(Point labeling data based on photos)
#####

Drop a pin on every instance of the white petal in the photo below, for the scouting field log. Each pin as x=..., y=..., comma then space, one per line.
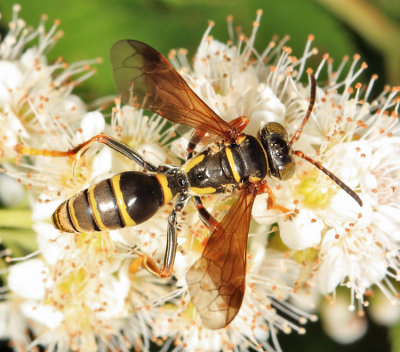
x=153, y=153
x=92, y=124
x=302, y=232
x=51, y=243
x=331, y=271
x=10, y=78
x=11, y=191
x=27, y=279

#####

● EXERCISE DESCRIPTION
Extract every line of text in the material above verbatim, and leave the pictures out.

● COMPLETED EXERCISE
Drop a pin on every instance of the white petal in the photo below, for the scouting field log. Each pin as x=..., y=..., comma then space, one per line.
x=153, y=153
x=92, y=124
x=302, y=232
x=51, y=243
x=331, y=271
x=10, y=78
x=11, y=191
x=27, y=279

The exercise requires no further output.